EXTRACT
►
The following excerpts from a Catherine Rampell opinion piece in the Washington Post illustrate the conventional wisdom foisted onto the GOP.
Republicans may have unified control of government but they seem curiously incapable of getting major agenda items through.
Maybe it's because Republicans have insisted on cutting out Democrats and doing things unilaterally. Or at least they had been until Thursday, when a bipartisan coalition of 24 senators signed onto a bill to patch up Obamacare.
This is not a patch to fix Obamacare. It is a bailout of insurance companies to mask price increases. It helps a small percentage of people and continues to punish the rest of us. The patch is necessary because Trump is enforcing the law of the land while Obama was stealing the money that was not appropriated.
If you actually want to reform and simplify the tax code, you have to close loopholes benefitting some constituents. If you want to cut rates without increasing deficits, you need to find money elsewhere, either through spending cuts or other tax increases. Which some affected group is going to be unhappy about.
◄
DATA SHOWN
►
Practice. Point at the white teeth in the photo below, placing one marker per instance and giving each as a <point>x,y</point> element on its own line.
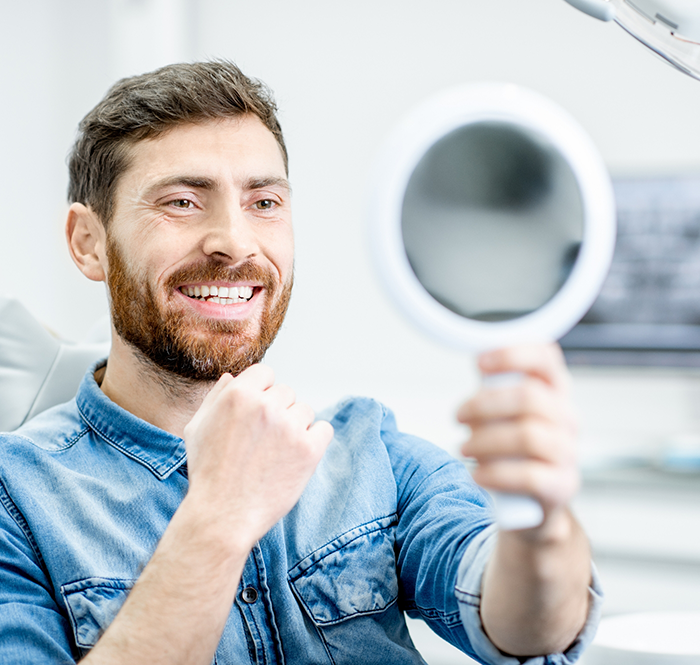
<point>219,294</point>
◄
Rewrite the opinion excerpt between "Maybe it's because" and "patch up Obamacare.", inclusive, putting "lawmakers" in place of "senators".

Maybe it's because Republicans have insisted on cutting out Democrats and doing things unilaterally. Or at least they had been until Thursday, when a bipartisan coalition of 24 lawmakers signed onto a bill to patch up Obamacare.